■ Study text ■
24 October 2021

The Baseball 100

Joe Posnanski, The Baseball 100. NY: Avid Reader, 2021.

Near the end of the book, I took an informal poll of coworkers: Babe Ruth, Willie Mays, Henry Aaron, and Satchel Paige got votes as the best ever; they rank 2, 1, 4, and 10 in Joe's estimation, suggesting that, Family Feud style, he's got a good list. But what is this really about?

The Baseball 100 isn't a history, in the usual sense, though it is Posnanski's story of the sport. It's a list, obviously, purportedly ranking players from all eras against one another (though that's admittedly subjective, almost intended to start arguments). What's it about?  The players -- each essay is a short biography and discussion of the career, a little bit of amazing. Yet each is so much more: the book is a discussion of greatness: what is it, what does it require? It's about relationships, fathers and sons, players and fans, social roles. It's about memory and myth, too, because too many of the best players were excluded from competition, so we have no way to really know how Negro Leaguers compared except what comes down as legend, and the very real loss this unjustified exclusion caused for us all.

And it is, before I've even finished, one of my favorite books.

Labels: , , ,

01 September 2015

Oral Histories

Lawrence Ritter, The Glory of Their Times. NY: Macmillan, 1966.
Danny Peary, We Played the Game. NY: Tess, 1994.
John Carmichael, My Greatest Day in Baseball. Lincoln: U.Nebraska, 1996.
Michael Fedo, One Shining Season. NY: Pharos, 1991.
Mike Bryan, Baseball Lives. NY: Pantheon, 1989.

Oral history is about collecting a record of events from the participants, about passing on the important stories, and about creating a shared tradition. Famous examples include Beowulf, The Iliad, and The Odyssey -- the “prehistoric” basis of Western literature. These titles don’t go back quite that far, but they are an important part of what creates baseball’s common memory.

The Glory of Their Times is one of my five most important baseball books (the entire list is below). Somehow it wasn’t baseball’s first collection of oral histories; that might have been Carmichael, originally published in 1945. Yet Ritter’s dedication to tracking down the stars of his youth and recording their stories -- largely transcribed as spoken -- struck a chord with the public. In sessions with twenty-two men, all of whom played between 1899, when Wahoo Sam Crawford’s big-league career began, and 1945, when Paul Waner’s ended, he captured stories spanning the game’s history, from before the American League existed through the replacement players of the Second World War. These are the memories of a life in the game, the great plays, players, games, and characters that make the sport so fascinating, as told by the players themselves. Even better, an audio edition is also available, collected from Ritter’s original reel-to-reel recordings, allowing us to actually hear Fred Snodgrass laugh while remembering Victory Faust.

We Played the Game picks up where Ritter left off, with sixty-five players from between 1947 and 1964. This was the period of racial integration and Westward expansion, featuring the Baby Boomers and their heroes: Brooks Robinson, Ralph Kiner, and Don Newcombe are among the stars Peary sought out for interviews.

■ Activity ■
From the baseball book reviews, write out the passage between "Lawrence Ritter, The" and "Lincoln: U.Nebraska, 1996.", inclusive. The data below is separate material with no connection to the baseball book reviews.

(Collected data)
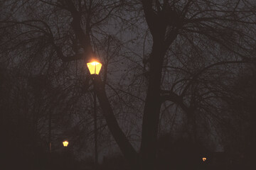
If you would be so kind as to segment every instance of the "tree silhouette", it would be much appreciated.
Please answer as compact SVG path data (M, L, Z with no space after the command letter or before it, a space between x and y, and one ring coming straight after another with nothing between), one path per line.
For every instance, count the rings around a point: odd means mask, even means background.
M28 74L47 75L53 86L62 86L67 100L60 103L67 107L90 100L84 65L101 56L104 73L93 81L101 112L134 169L157 169L159 127L172 122L161 121L166 113L182 118L183 133L193 142L203 134L198 124L216 131L223 122L222 101L232 97L225 84L241 64L255 61L250 1L14 0L1 5L1 60L26 66ZM117 62L127 69L117 71ZM135 113L129 117L125 111ZM142 128L129 130L119 118ZM139 151L127 131L141 133Z

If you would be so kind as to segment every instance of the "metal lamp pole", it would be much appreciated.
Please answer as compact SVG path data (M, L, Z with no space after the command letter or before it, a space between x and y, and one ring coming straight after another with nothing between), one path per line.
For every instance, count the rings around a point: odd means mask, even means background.
M97 62L92 62L87 64L90 73L92 75L92 79L98 76L102 64ZM93 102L94 102L94 134L95 134L95 165L98 164L98 154L97 154L97 103L96 103L96 89L93 84Z

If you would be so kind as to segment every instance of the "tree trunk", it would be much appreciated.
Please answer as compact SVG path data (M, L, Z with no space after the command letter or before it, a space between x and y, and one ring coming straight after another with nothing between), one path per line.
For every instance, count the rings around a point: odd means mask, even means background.
M156 169L157 131L161 108L160 89L163 59L162 44L154 42L150 58L149 80L143 116L141 169Z

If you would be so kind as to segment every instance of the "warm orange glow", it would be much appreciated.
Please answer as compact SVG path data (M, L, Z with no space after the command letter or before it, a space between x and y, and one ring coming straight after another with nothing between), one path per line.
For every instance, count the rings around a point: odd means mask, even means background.
M63 141L63 146L64 146L64 147L68 147L68 142L66 141L66 140L65 140L65 141Z
M102 64L97 62L88 62L87 64L90 74L99 74L101 67L102 65Z

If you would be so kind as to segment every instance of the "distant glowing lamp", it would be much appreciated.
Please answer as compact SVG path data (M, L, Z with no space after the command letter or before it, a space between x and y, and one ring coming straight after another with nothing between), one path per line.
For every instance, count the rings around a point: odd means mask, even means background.
M67 140L63 141L63 146L64 146L64 147L68 147L68 142Z
M99 74L101 67L102 66L102 64L97 62L88 62L87 64L90 74Z

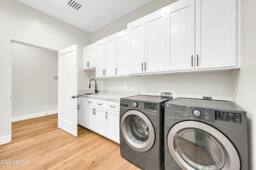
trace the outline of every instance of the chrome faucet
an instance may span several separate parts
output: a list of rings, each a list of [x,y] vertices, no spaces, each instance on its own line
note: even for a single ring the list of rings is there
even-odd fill
[[[92,86],[95,88],[95,93],[97,93],[98,92],[99,92],[99,91],[97,90],[97,87],[97,87],[97,84],[96,83],[96,80],[95,80],[94,79],[92,79],[90,80],[90,84],[89,85],[89,88],[91,88],[91,81],[92,81],[92,80],[94,80],[95,81],[95,86],[92,86]]]

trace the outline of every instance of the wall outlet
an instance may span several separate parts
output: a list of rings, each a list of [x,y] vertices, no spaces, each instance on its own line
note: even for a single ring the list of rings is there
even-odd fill
[[[204,100],[211,100],[212,97],[210,96],[203,96],[203,99]]]

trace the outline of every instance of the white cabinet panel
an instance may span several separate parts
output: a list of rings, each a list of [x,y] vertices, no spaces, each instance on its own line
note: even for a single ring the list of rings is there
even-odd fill
[[[83,69],[95,68],[96,61],[96,43],[90,44],[83,48]]]
[[[130,74],[144,72],[144,27],[143,18],[127,25]]]
[[[95,130],[96,119],[94,107],[90,106],[86,106],[85,109],[86,121],[85,127],[90,129]]]
[[[96,77],[102,77],[104,76],[106,72],[105,68],[105,42],[103,40],[97,41],[96,43]]]
[[[235,0],[196,0],[196,68],[236,65],[237,4]]]
[[[145,20],[144,71],[156,72],[165,70],[166,16],[165,10],[148,15]]]
[[[106,137],[120,143],[119,113],[117,111],[108,110],[106,115]]]
[[[116,73],[117,76],[127,75],[129,69],[128,41],[126,30],[117,34]]]
[[[179,1],[167,9],[167,70],[194,68],[194,1]]]
[[[78,103],[78,124],[85,127],[86,123],[86,105]]]
[[[95,131],[102,136],[106,136],[106,109],[95,107],[95,116],[96,119]]]
[[[106,76],[116,75],[116,35],[105,39],[106,48],[105,68]]]
[[[80,97],[78,124],[119,143],[120,103]]]

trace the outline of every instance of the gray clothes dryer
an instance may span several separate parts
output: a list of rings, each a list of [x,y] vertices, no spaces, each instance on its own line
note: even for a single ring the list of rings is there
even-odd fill
[[[138,95],[120,100],[120,150],[144,170],[163,170],[164,103],[172,97]]]
[[[246,112],[230,101],[165,103],[166,170],[248,170]]]

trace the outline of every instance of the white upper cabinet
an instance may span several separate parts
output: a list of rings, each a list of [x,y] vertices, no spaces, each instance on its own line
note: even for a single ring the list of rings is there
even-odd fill
[[[96,43],[90,44],[83,48],[83,69],[95,69]]]
[[[126,29],[97,41],[96,77],[127,75],[127,42]]]
[[[167,70],[238,68],[237,3],[180,0],[168,6]]]
[[[167,70],[194,68],[194,0],[180,0],[168,7]]]
[[[196,0],[196,68],[236,66],[237,3],[236,0]]]
[[[114,35],[105,39],[105,76],[114,76],[116,75],[116,35]]]
[[[127,25],[128,74],[165,70],[166,13],[158,10]]]
[[[96,42],[96,77],[105,75],[105,41],[104,39]]]
[[[128,36],[125,29],[116,34],[116,68],[117,76],[125,76],[129,69],[128,58]]]
[[[144,29],[143,18],[127,25],[129,69],[128,73],[144,72]]]
[[[165,70],[166,12],[161,9],[144,18],[145,63],[146,72]]]

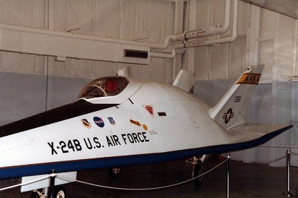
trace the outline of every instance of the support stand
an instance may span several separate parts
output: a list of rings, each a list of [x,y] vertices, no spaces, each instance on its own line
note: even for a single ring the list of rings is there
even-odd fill
[[[229,192],[229,171],[230,171],[230,158],[231,158],[231,154],[228,153],[226,155],[226,157],[228,158],[228,161],[226,161],[226,197],[228,198],[230,197],[230,192]]]
[[[56,170],[52,170],[51,173],[56,173]],[[55,197],[55,177],[52,176],[50,177],[50,192],[48,196],[49,198],[54,198]]]
[[[284,197],[294,197],[294,193],[289,191],[289,186],[290,186],[290,183],[289,183],[290,155],[291,155],[291,151],[289,150],[287,150],[287,191],[282,193],[282,194]]]

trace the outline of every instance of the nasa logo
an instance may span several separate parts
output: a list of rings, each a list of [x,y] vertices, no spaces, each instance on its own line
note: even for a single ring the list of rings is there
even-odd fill
[[[88,129],[91,128],[91,123],[89,122],[87,119],[82,119],[81,121],[84,127],[87,127]]]
[[[114,120],[113,117],[108,117],[109,121],[110,121],[110,123],[112,124],[115,124],[115,121]]]
[[[260,76],[260,74],[244,74],[237,84],[258,84]]]
[[[102,128],[104,127],[104,120],[102,120],[101,117],[93,117],[93,120],[94,121],[95,124],[96,124],[97,126]]]
[[[234,113],[231,108],[229,108],[228,112],[224,114],[223,119],[224,120],[224,123],[228,124],[231,118],[234,117]]]
[[[137,125],[138,127],[140,127],[140,126],[141,126],[141,125],[142,125],[142,124],[140,124],[140,122],[138,122],[138,121],[136,121],[136,120],[131,120],[131,119],[130,119],[130,120],[129,120],[129,121],[131,121],[131,124],[136,124],[136,125]]]

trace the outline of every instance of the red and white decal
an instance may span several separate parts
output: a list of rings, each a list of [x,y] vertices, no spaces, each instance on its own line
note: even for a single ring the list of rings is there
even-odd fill
[[[144,108],[150,113],[150,115],[154,117],[153,105],[143,105]]]

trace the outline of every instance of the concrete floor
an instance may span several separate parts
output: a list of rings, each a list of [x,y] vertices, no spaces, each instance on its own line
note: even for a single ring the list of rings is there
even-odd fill
[[[208,170],[223,159],[213,158],[204,164]],[[298,191],[298,168],[291,167],[291,191]],[[184,161],[159,164],[133,165],[121,168],[119,175],[109,176],[108,169],[79,171],[77,180],[117,187],[145,188],[180,182],[190,178],[192,168]],[[243,163],[231,160],[230,197],[283,197],[287,190],[287,168],[267,165]],[[198,187],[194,182],[155,191],[118,191],[88,186],[80,183],[65,185],[67,197],[227,197],[226,163],[204,177]],[[19,189],[0,192],[0,197],[31,197],[31,192]]]

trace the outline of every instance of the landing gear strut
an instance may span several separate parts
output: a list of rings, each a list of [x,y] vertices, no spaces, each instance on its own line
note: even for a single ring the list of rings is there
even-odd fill
[[[186,161],[186,163],[189,166],[192,166],[192,178],[194,183],[198,186],[200,186],[203,182],[203,176],[197,177],[199,175],[203,174],[203,167],[202,165],[202,161],[197,158],[196,156],[191,158],[189,160]]]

■ Written response ■
Lawrence Ritter, The Glory of Their Times. NY: Macmillan, 1966.
Danny Peary, We Played the Game. NY: Tess, 1994.
John Carmichael, My Greatest Day in Baseball. Lincoln: U.Nebraska, 1996.